Set task 1 »
Answer these questions about the forum thread on the Maryland testing facility:
(a) At what location is the exam held?
(b) How long did JHood stand in line outside in the spring before getting into the exam room?
(c) Where does phillyphan live?
Set task 2 »
Rewrite the entries from the line containing "Annotate the peanut" through the end of the entries, replacing "stoneware" with "ceramic" and leaving everything else unchanged.
*** Text block ***
# Maryland Testing Facility



## phillyphan (Oct 14, 2010)

Hi,

Taking the test in Maryland in a few weeks. Had a couple of questions.

Are there places nearby to grab some food during the lunchbreak?

Do you leave your references in the testing center during the break?

Is there ample parking at the testing facility?


----------



## JHood (Oct 19, 2010)

phillyphan said:


> Hi,Taking the test in Maryland in a few weeks. Had a couple of questions.
> 
> Are there places nearby to grab some food during the lunchbreak?
> 
> ...


I am taking the Mechanical PE for the second time in Maryland (took it in the spring10). You can leave to get food, but nobody really risks it. Everyone sits outside and thinks about stupid mistakes they made on simple problems. There is a McDonald's and a Burger King near by, but I packed a lunch and will so again. You will leave your reference books in the exam room. They won't let you bring in additional books after the lunch break. Don't quote me on this, but I don't believe they let you take books out of the exam room during lunch either...I can't remember. The exam is at the Timonium fairgrounds which is where the state fair is held and accommodates thousands of thousands of people. I think the PE only has a couple hundred examinees. In the spring exam, there were parking attendants telling you where to park as well.

I brought my books in a millk-crate last time, however I think I may bring my books in a large cooler in case of rain. It seems ridiculous, but in the spring I had to stand outside in a line for 45 minutes waiting to get inside the exam room. A friend at work took the PE last fall and it downpoured while he was taking the exam.

Good luck.


----------



## civilized_naah (Oct 19, 2010)

phillyphan said:


> Hi,Taking the test in Maryland in a few weeks. Had a couple of questions.
> 
> Are there places nearby to grab some food during the lunchbreak?
> 
> ...


I once heard about how someone drove out from the Timonium Fairgrounds, as there were several lunch options within 5 minutes and on the way back, found the traffic at the intersection at the entrance tied up because there had been a pretty severe accident there. He was within walking distance but had quite a dilemma on his hands as to what to do with his car. One never knows! You don't want to have to deal with something like that.


----------



## JHood (Oct 20, 2010)

civilized_naah said:


> phillyphan said:
> 
> 
> > Hi,Taking the test in Maryland in a few weeks. Had a couple of questions.
> ...


Actually now that I think about it, I believe that there was another small event being held on the fairgrounds during the spring exam in another building and there were some food vendors outside in tents. When I took the EIT there a few years ago I went to Mc Donalds (under 5 minutes each way) but do you really want to risk months of studying for an exam you hope you don't have to study and take again (trust me!) in order to avoid packing lunch?

For me it's a no-brainer.


----------



## phillyphan (Oct 20, 2010)

JHood said:


> civilized_naah said:
> 
> 
> > phillyphan said:
> ...


The thing for me is I live in Arlington, and I'm staying overnight, so bringing a packed lunch that stays cold for a day can be an issue.


----------
*** Extracted entries ***
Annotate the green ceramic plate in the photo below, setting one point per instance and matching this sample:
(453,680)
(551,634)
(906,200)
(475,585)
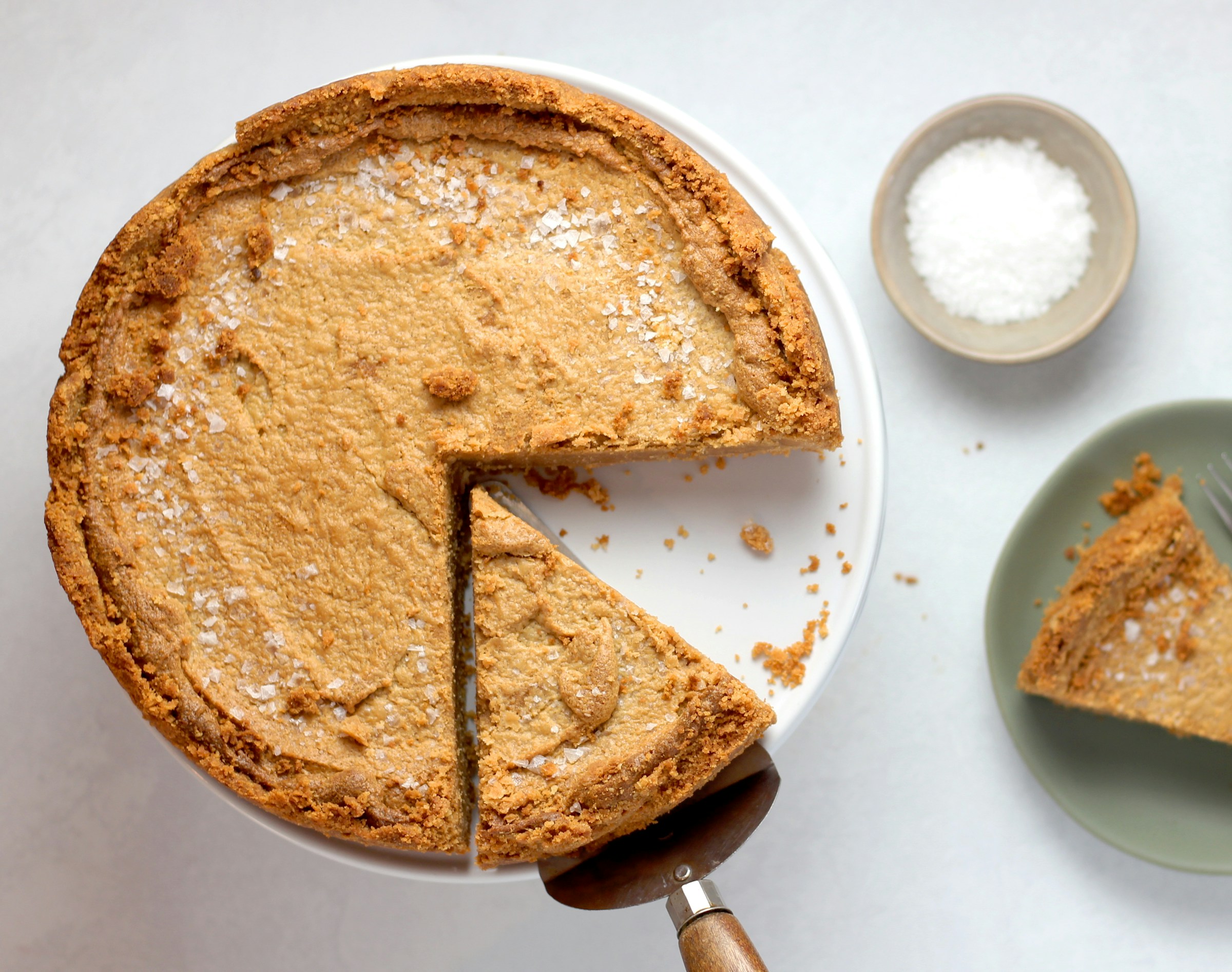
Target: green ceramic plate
(1137,786)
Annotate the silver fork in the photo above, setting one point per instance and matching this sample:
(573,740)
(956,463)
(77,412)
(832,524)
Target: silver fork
(1225,515)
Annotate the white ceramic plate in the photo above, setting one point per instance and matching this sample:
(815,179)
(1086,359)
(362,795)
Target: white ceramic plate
(795,497)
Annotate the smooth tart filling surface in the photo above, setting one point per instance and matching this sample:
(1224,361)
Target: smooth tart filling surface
(1143,630)
(284,366)
(594,718)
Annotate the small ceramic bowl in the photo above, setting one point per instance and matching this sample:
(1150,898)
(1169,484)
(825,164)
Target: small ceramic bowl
(1069,141)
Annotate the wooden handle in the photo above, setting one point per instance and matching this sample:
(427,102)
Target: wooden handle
(716,943)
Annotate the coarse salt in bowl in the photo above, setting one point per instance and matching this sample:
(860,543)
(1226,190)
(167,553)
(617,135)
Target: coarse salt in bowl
(1070,143)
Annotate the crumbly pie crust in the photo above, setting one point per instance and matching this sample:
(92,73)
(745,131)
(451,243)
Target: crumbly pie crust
(1143,630)
(282,367)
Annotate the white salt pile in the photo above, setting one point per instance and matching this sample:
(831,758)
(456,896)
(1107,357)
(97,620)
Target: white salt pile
(998,231)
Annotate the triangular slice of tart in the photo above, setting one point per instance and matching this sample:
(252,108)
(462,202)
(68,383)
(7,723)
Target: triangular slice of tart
(594,718)
(1143,630)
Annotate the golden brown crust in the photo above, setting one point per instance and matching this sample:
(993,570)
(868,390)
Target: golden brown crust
(784,371)
(679,717)
(781,370)
(1143,630)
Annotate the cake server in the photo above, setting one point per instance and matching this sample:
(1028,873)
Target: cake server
(672,858)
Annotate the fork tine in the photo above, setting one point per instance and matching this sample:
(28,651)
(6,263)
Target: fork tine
(1227,491)
(1219,507)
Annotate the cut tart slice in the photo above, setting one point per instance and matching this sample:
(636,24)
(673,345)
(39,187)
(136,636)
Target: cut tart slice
(1143,630)
(594,718)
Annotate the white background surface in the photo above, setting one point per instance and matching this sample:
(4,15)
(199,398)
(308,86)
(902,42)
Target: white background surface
(907,833)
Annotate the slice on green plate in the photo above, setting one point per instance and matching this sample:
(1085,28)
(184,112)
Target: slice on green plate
(1157,796)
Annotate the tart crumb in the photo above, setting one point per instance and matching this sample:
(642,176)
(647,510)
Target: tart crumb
(561,481)
(260,244)
(451,383)
(757,537)
(1126,494)
(787,665)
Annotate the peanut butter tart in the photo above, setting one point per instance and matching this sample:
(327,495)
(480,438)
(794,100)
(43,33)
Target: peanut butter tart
(282,368)
(594,718)
(1143,630)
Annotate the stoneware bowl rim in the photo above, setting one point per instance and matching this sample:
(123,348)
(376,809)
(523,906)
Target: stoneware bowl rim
(1083,325)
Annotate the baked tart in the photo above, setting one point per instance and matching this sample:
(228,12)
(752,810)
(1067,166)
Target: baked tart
***
Full answer 1 »
(a) The Timonium fairgrounds.
(b) 45 minutes.
(c) Arlington.

Full answer 2 »
Annotate the peanut butter tart in the photo above, setting one point per instance and matching this sample:
(327,495)
(480,438)
(794,100)
(43,33)
Target: peanut butter tart
(282,368)
(594,718)
(1143,630)
Annotate the ceramic bowl rim in the photo above, setting one point per instance and matching this sample:
(123,348)
(376,809)
(523,906)
Target: ceramic bowl rim
(1083,325)
Annotate the baked tart in the photo above, setting one point per instance and matching this sample:
(228,12)
(752,810)
(1067,166)
Target: baked tart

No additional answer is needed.